Locate each line in the rows below that contains the string "table" and copy those lines. Case counts.

* LISTED ENTRIES *

**********

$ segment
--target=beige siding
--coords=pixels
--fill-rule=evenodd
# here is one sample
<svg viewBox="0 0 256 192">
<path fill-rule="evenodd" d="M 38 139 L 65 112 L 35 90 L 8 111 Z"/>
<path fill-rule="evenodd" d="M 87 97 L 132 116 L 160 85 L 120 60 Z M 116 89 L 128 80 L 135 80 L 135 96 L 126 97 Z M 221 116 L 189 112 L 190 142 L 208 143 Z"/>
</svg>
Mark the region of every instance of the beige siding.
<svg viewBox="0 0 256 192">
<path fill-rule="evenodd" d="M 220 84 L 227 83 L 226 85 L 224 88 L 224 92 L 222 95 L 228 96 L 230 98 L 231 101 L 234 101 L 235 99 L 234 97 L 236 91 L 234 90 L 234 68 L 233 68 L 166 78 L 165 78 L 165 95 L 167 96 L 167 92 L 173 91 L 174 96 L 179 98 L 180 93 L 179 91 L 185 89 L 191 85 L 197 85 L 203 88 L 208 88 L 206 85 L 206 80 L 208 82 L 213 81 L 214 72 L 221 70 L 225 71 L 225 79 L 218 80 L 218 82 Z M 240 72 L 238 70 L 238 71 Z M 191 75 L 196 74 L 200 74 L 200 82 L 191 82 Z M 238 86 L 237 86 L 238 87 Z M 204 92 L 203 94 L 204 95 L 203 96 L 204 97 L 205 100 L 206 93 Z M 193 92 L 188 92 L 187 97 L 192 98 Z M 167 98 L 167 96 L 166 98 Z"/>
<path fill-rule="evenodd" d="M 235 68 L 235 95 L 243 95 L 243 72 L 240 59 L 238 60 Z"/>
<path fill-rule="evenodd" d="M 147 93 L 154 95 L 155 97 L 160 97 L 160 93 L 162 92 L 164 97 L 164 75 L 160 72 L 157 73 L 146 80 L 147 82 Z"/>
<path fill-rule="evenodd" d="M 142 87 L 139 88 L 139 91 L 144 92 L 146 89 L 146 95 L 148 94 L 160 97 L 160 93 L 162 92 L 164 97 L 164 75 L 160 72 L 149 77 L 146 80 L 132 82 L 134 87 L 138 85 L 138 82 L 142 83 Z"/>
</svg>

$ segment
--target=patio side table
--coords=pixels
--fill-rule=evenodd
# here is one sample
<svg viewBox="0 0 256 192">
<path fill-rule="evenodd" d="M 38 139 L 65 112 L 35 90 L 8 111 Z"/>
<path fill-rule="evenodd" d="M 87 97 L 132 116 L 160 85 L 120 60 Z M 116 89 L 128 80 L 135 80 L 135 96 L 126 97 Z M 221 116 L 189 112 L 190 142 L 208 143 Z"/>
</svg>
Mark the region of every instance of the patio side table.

**********

* SOLUTION TO THIS TASK *
--target=patio side table
Mark the region of every instance of the patio side table.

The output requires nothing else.